Exercise:
With the listing in front of you, retype it exactly.
__________
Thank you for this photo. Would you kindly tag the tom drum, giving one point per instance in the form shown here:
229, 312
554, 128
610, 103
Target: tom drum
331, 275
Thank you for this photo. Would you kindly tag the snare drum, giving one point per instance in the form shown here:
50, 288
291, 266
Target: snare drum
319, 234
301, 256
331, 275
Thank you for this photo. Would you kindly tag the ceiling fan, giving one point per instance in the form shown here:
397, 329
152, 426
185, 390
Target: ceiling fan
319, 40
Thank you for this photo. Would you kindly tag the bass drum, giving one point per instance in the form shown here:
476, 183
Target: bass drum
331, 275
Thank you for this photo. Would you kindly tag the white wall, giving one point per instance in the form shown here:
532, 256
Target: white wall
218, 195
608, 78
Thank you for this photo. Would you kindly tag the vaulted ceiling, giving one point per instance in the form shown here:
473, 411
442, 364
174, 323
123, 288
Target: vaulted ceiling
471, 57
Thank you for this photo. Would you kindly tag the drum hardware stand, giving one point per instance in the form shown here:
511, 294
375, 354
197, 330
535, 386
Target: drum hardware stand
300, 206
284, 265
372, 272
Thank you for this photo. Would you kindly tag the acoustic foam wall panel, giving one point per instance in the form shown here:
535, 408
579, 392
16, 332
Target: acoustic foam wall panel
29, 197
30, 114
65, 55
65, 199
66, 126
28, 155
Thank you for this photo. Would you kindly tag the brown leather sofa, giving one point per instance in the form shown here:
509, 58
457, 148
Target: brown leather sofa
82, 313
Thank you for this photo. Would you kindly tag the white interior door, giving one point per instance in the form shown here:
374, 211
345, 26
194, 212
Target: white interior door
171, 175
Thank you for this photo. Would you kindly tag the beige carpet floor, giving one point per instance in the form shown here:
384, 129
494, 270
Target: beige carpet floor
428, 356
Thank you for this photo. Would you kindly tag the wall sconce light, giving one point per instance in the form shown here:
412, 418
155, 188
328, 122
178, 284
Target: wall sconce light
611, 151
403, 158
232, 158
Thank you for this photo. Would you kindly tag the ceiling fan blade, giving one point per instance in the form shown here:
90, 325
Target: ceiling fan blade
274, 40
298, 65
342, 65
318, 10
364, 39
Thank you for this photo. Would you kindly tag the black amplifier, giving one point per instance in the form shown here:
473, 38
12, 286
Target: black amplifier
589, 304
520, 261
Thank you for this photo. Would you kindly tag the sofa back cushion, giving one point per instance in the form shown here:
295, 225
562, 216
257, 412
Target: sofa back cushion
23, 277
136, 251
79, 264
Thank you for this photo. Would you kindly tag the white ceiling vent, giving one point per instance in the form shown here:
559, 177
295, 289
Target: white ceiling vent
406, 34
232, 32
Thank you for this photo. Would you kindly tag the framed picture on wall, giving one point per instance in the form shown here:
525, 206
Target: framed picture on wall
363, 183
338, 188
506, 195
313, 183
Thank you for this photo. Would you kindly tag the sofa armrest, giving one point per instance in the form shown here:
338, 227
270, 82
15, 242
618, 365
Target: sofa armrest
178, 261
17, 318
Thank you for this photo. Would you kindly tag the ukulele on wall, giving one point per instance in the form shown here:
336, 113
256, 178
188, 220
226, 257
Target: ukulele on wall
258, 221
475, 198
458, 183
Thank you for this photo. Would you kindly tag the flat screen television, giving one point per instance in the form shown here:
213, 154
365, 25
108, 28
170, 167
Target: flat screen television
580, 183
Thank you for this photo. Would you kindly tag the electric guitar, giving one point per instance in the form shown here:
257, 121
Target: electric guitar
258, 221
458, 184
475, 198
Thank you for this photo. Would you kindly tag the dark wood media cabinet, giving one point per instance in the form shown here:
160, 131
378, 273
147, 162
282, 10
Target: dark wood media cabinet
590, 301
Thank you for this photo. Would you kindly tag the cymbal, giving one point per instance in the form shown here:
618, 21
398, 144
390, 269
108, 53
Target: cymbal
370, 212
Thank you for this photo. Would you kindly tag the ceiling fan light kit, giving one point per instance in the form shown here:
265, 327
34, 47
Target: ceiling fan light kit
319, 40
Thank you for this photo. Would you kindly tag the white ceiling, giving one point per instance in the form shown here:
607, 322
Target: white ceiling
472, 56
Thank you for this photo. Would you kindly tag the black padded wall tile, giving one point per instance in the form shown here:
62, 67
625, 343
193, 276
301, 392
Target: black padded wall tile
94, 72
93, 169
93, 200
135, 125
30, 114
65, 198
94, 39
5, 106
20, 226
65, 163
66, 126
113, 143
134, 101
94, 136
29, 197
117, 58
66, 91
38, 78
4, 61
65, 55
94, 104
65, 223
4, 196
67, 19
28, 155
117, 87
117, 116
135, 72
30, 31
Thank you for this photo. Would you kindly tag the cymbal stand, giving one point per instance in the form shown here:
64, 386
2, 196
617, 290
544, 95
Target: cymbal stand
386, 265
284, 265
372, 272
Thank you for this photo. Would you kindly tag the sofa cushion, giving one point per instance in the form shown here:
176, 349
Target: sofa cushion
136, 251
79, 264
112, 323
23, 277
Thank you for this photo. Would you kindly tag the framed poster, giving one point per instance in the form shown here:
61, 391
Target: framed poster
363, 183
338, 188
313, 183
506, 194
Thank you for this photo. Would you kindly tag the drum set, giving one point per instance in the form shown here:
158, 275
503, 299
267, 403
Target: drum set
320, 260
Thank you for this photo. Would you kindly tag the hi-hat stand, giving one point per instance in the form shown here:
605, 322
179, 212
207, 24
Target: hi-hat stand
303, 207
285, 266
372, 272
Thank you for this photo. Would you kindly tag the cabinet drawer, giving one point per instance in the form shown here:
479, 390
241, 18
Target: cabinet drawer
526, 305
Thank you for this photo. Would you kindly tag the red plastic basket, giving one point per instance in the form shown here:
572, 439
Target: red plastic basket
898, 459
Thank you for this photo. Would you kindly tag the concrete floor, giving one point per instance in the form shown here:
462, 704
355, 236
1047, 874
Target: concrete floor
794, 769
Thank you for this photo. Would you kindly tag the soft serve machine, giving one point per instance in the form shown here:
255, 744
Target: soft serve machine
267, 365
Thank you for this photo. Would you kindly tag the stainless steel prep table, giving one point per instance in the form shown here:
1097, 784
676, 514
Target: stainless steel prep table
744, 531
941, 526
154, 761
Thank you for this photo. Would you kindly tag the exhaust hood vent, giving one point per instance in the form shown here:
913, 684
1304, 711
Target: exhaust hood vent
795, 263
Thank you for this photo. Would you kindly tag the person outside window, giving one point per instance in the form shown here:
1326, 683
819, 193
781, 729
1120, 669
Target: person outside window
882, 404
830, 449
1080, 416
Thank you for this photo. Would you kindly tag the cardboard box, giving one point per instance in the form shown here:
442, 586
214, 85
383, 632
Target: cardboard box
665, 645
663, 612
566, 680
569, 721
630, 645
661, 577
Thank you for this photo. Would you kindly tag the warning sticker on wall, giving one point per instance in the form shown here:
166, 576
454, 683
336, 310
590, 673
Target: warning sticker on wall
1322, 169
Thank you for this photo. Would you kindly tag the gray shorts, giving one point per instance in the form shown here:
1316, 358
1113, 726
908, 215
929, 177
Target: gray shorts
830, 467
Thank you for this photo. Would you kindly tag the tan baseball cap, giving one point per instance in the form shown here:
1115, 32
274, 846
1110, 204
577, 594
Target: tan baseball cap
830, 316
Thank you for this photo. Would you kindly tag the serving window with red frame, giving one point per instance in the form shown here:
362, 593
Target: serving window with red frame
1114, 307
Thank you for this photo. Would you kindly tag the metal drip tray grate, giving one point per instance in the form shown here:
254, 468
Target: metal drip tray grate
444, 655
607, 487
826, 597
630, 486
__________
Task solution:
Thank you for this photo. Would you kindly tag the tom drum, giving one point per instance in the form shown here:
229, 312
554, 128
610, 103
Target: tom drum
331, 275
Thank you for this photo. Would you kindly tag the snare drum, giving one point per instance in the form shown here:
50, 288
291, 266
Target: snare drum
319, 234
301, 256
331, 275
Thank you for this photo. Would you kindly tag the ceiling fan, giving one point per instance in the form shown here:
397, 329
152, 426
185, 390
Target: ceiling fan
319, 40
Thank you for this photo. Would you kindly tag the bass drum, giving one point per instance in the form shown here:
476, 183
Target: bass drum
331, 275
Thank you for this photo. Would you kindly tag the white wall, giving one point per instance in the form shown here:
532, 256
Target: white wall
218, 195
608, 78
Thank you for this photo. Would you kindly tag the vaulted ceiling, giving one point per instance in the form shown here:
473, 411
442, 364
174, 323
123, 288
Target: vaulted ceiling
471, 57
Thank you for this photo. Would you kindly tag the drum hardware stand, giving one point per instance in the form shown here:
511, 294
375, 354
197, 330
535, 386
Target: drum hardware stand
300, 206
284, 265
372, 272
Thank you for this photo. Would you kindly tag the acoustic foam wall panel, giving one point per instance in the form shown here:
535, 408
579, 392
16, 332
Target: acoustic foam wall panel
29, 197
30, 114
65, 55
65, 199
66, 126
28, 155
Thank you for this photo. Would you kindly tag the brown leather sofa, giving one point per instance in the form shown here:
509, 58
457, 148
Target: brown leather sofa
82, 313
Thank you for this photo. Would you kindly tag the white interior door, giving one point per instance in the form shown here:
374, 211
345, 26
194, 212
Target: white interior door
171, 175
Thank you for this photo. Would you kindly tag the beige carpet floor, giving one point per instance in the form shown here:
384, 129
494, 270
Target: beige carpet floor
428, 356
Thank you for this photo. Would you kindly tag the wall sconce light, giving one point per instance in the form shown here:
412, 418
155, 188
328, 122
178, 284
Target: wall sconce light
611, 151
403, 158
232, 158
Thank you for this photo. Would you kindly tag the ceiling fan blade, giving one point per instance in the form shown here:
90, 325
Target: ceiling fan blade
274, 40
298, 65
342, 65
318, 10
364, 39
Thank you for this photo. Would you kindly tag the black amplifier, giving one point per instance in the form shown here:
473, 38
12, 286
Target: black amplifier
589, 304
520, 261
Thank you for this photo. Would you kindly tag the sofa back cushion, giving one point per instance in the form shown here:
295, 225
562, 216
257, 412
Target: sofa back cushion
23, 277
136, 251
79, 264
Thank you for this photo. Would you kindly tag the white ceiling vent, giving one point per instance in the form shown here:
559, 177
295, 289
Target: white ceiling vent
406, 34
232, 32
Thank you for this photo. Would you kindly tag the framed picture on wall, giving one point per instance in the form shown here:
525, 206
Target: framed picture on wall
363, 183
338, 188
506, 195
313, 183
Thank you for this photo. Would you kindly tag the sofa armrest, giving one point per instance in the form shown here:
338, 227
270, 82
15, 242
618, 365
Target: sofa armrest
178, 261
17, 318
Thank you for this photo. Would you kindly tag the ukulele on wall, giving one point per instance in the form shown here:
336, 113
256, 178
188, 220
226, 257
Target: ukulele on wall
258, 221
475, 198
458, 183
Thank you for this photo. Would you kindly tag the flat screen television, giving one point per instance in the form shown here:
213, 154
365, 25
108, 28
170, 167
Target: flat screen television
580, 183
Thank you for this photo. Would you kindly tag the electric guitar, giving one point per instance in the form shown here:
257, 121
Target: electric guitar
258, 221
458, 184
475, 198
Thank you for this photo. Would you kindly tag the dark wood media cabinet, giving one point per instance in the form shown here:
160, 131
378, 273
147, 162
282, 10
Target: dark wood media cabinet
590, 301
Thank you for this photo. Would you kindly tag the cymbal, giving one point per instance in the form shown here:
618, 21
398, 144
390, 269
108, 53
Target: cymbal
370, 212
Thank you for this photo. Would you kindly tag the ceiling fan light kit, giving one point per instance in the form shown here:
265, 327
34, 47
Target: ceiling fan light kit
319, 40
Thank you for this photo. Would you kindly tag the white ceiling, giving one point per instance in the form shown here:
607, 322
Target: white ceiling
472, 56
Thank you for this photo. Would you kindly tag the black padded wall tile, giving one point per instance in the form shown here:
62, 67
625, 343
193, 276
301, 392
Target: black padded wall tile
94, 72
93, 169
93, 200
135, 125
30, 114
65, 198
94, 39
5, 106
20, 226
65, 163
66, 126
113, 143
134, 101
94, 136
29, 197
117, 58
66, 91
38, 78
4, 61
65, 55
94, 104
65, 223
4, 196
67, 19
28, 155
117, 87
117, 116
135, 72
30, 31
Thank you for this photo. Would you kindly tag the cymbal stand, giving one point per instance in the form shown here:
64, 386
2, 196
617, 290
544, 95
Target: cymbal stand
386, 265
284, 265
372, 272
Thank you for this photo. Would you kindly tag the sofa cushion, giving one point per instance in the form shown here:
176, 349
Target: sofa cushion
136, 251
79, 264
112, 323
23, 277
Thank you for this photo. Would you kindly tag the framed poster, giving one point per instance in the form shown here:
61, 391
Target: framed poster
363, 183
338, 188
313, 183
506, 194
Thank you for this photo. Would you kindly tag the drum set, giving one point per instance in the form shown here:
158, 275
503, 299
267, 403
Target: drum set
320, 260
Thank you for this photo. Would you kindly tag the hi-hat stand, giving one point per instance in the form shown here:
605, 322
179, 212
207, 24
Target: hi-hat stand
303, 207
285, 266
372, 272
Thank you for this photo. Would you kindly tag the cabinet drawer, giving one point per instance in the form shown here:
479, 390
241, 18
Target: cabinet drawer
526, 305
Thank you for this photo. Would you kindly tag the red plastic basket, giving one point per instance in the form shown here:
572, 439
Target: red plastic basket
898, 459
Thank you for this photo. Would you kindly tag the concrete floor, giving one point per instance in the form shown here:
462, 704
355, 236
1047, 874
Target: concrete floor
794, 769
Thank you for this photo. Would you kindly tag the soft serve machine, giving one point per instance in the form shown here:
255, 744
Target: soft serve machine
267, 365
Thank you for this photo. Would you kindly tag the stainless steel prep table, giving one point per instance in the form shown here:
1097, 784
676, 514
Target: stainless steel prep table
744, 531
941, 526
154, 761
Thank you for this photo. Would you kindly tag the exhaust hood vent, giving one point per instance in the form shown here:
913, 684
1304, 711
Target: exhaust hood vent
795, 263
Thank you for this photo. Would you kindly tag the person outside window, giving one point per instance in the form shown here:
1326, 683
819, 193
781, 729
1120, 669
Target: person outside window
882, 404
830, 449
1080, 416
Thank you for this photo. Would you kindly tag the cardboard box, giving one point per instance in the form shown here:
442, 586
214, 85
383, 632
Target: cardboard box
665, 645
663, 612
566, 680
569, 721
630, 645
661, 577
Thank you for this photo. Would you kindly tag the warning sticker on wall, giving one point per instance in the form shown here:
166, 576
454, 683
336, 310
590, 673
Target: warning sticker on wall
1322, 169
Thank you for this photo. Would you kindly tag the gray shorts, giving one point per instance in the form shown here:
1316, 358
1113, 726
908, 215
929, 177
Target: gray shorts
830, 467
Thank you for this photo. Would you kindly tag the tan baseball cap, giving one point per instance in the form shown here:
1115, 32
274, 846
1110, 204
577, 594
Target: tan baseball cap
830, 316
Thank you for this photo. Would you kindly tag the serving window with red frame, giving one point per instance in the form shown here:
362, 593
Target: serving window with red frame
1114, 307
Thank you for this photo. Would you kindly tag the metal drip tray grate, giving one point per instance in the form shown here:
254, 468
Target: metal drip tray grate
444, 655
607, 487
826, 597
630, 486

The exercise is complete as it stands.